[Dataset rows]
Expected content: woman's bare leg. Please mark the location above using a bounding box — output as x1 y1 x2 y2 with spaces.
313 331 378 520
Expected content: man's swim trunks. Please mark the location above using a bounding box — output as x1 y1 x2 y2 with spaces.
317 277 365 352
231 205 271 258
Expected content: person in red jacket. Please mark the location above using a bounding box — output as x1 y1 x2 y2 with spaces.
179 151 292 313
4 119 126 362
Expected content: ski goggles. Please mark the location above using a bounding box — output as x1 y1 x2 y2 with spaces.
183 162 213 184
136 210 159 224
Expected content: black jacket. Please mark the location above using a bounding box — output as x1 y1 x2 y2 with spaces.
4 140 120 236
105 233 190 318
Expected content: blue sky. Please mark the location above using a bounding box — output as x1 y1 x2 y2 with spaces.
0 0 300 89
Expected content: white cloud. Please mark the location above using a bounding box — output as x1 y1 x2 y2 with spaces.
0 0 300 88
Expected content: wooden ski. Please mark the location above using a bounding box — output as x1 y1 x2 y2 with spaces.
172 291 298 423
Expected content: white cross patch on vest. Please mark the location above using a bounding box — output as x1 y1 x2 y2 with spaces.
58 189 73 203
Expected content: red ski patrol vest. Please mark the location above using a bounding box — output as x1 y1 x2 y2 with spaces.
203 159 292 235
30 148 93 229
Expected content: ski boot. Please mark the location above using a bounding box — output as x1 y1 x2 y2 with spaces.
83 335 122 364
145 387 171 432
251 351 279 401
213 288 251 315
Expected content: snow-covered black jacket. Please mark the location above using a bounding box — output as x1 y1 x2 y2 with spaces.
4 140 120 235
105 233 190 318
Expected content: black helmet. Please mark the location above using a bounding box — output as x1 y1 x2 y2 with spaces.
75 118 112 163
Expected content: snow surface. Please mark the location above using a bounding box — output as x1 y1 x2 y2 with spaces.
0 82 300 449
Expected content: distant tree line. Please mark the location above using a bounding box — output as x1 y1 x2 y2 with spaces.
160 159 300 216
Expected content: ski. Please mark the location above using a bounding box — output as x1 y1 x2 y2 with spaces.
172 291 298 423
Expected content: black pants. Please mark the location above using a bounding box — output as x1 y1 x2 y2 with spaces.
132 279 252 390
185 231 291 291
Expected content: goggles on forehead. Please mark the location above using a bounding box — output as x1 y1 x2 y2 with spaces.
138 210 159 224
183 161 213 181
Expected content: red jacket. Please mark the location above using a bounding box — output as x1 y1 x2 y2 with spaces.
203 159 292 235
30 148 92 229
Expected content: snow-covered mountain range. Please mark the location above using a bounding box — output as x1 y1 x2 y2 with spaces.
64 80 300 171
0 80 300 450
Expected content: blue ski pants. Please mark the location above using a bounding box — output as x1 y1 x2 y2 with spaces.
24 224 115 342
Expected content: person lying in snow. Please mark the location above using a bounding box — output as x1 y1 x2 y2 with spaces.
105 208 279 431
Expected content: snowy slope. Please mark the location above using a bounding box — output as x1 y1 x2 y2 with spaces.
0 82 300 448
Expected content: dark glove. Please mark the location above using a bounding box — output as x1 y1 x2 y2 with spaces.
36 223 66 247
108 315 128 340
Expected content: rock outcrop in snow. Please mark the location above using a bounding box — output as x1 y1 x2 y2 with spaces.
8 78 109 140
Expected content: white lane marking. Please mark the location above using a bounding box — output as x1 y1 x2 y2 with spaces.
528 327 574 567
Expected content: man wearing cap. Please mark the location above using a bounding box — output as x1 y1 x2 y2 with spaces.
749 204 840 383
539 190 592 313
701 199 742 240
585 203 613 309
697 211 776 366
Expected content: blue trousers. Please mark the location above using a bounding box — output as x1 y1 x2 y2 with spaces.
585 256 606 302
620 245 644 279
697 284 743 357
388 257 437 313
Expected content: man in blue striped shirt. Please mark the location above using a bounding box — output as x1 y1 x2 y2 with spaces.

### THE REQUEST
Format the records, from the first line through the line containing "213 288 251 315", as a Markdown table with the columns Row and Line. Put each line's number under Row and the line itself under Line, and leave out any blank lines.

### TASK OUTPUT
| Row | Line |
|---|---|
| 1 | Expected content: woman's bare leg. Please mark the location above using a bounding box — output as x1 y1 x2 y2 with spaces. |
| 2 | 313 331 378 520 |
| 3 | Expected content: man's swim trunks. Please mark the location above using a bounding box — output as x1 y1 x2 y2 with spaces. |
| 4 | 317 277 365 352 |
| 5 | 231 205 271 258 |
| 6 | Expected content: person in red jacket. Please mark the location above using a bounding box — output as x1 y1 x2 y2 with spaces. |
| 7 | 179 151 292 313 |
| 8 | 4 119 126 362 |
| 9 | Expected content: ski goggles. Please mark the location above using a bounding box — output as x1 y1 x2 y2 with spaces. |
| 10 | 183 162 213 184 |
| 11 | 136 210 159 224 |
| 12 | Expected content: black jacket. Please mark the location above using a bounding box — output as x1 y1 x2 y2 with spaces. |
| 13 | 4 140 120 236 |
| 14 | 105 233 190 318 |
| 15 | Expected content: blue sky. Please mark the location above using a bounding box — output as x1 y1 x2 y2 with spaces. |
| 16 | 0 0 300 89 |
| 17 | Expected content: white cloud. Please mark the location above using a bounding box — output as x1 y1 x2 y2 with spaces. |
| 18 | 0 0 300 88 |
| 19 | Expected content: wooden ski. Please mark the location above using a bounding box — output as x1 y1 x2 y2 with spaces. |
| 20 | 172 291 298 423 |
| 21 | Expected content: white cross patch on vest. Please mark the location above using a bounding box — output as x1 y1 x2 y2 with spaces. |
| 22 | 58 189 73 203 |
| 23 | Expected content: red ski patrol vest. Please mark the location above using a bounding box — output as x1 y1 x2 y2 with spaces. |
| 24 | 203 159 292 235 |
| 25 | 30 148 93 229 |
| 26 | Expected content: ski boot. Please mark the location above using a bounding box — output as x1 y1 x2 y2 with spaces. |
| 27 | 83 335 122 364 |
| 28 | 145 387 171 432 |
| 29 | 251 351 279 401 |
| 30 | 213 288 251 315 |